■ Records to use ■
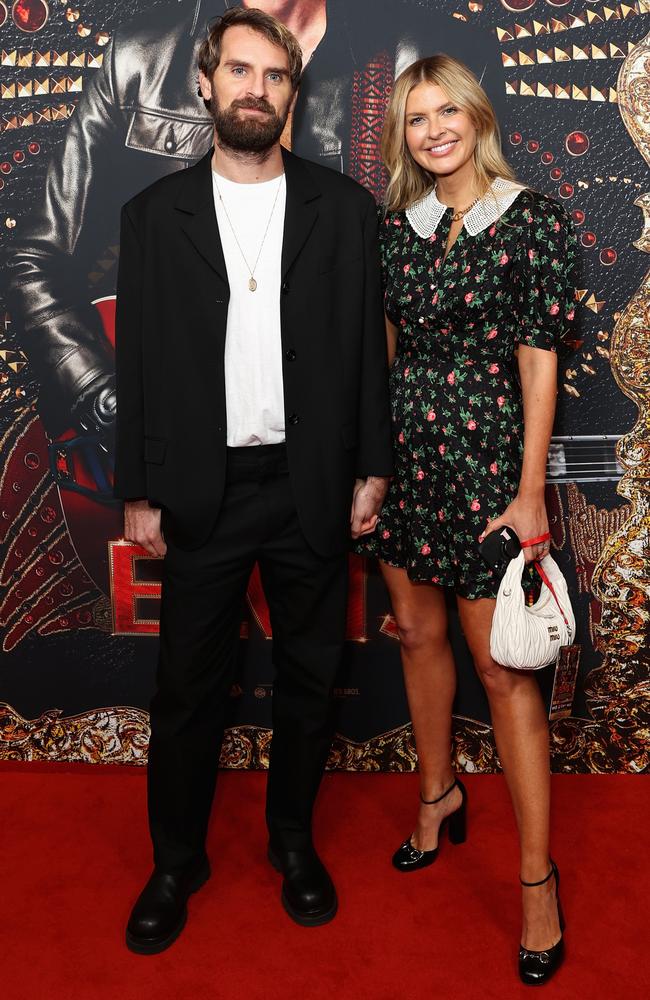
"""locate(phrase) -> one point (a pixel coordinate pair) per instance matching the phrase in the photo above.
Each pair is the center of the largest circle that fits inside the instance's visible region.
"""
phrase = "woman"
(478, 293)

■ Exercise aim ■
Can you quote the material above word for word, leaving out the pictures?

■ Answer to this problem ■
"""locate(phrase) -> one point (a pixel coordinate pair) per instance matching the phrase in the photo above.
Each pair is the center of the largest circle that fits inside the instance's visible region.
"""
phrase = "woman"
(478, 293)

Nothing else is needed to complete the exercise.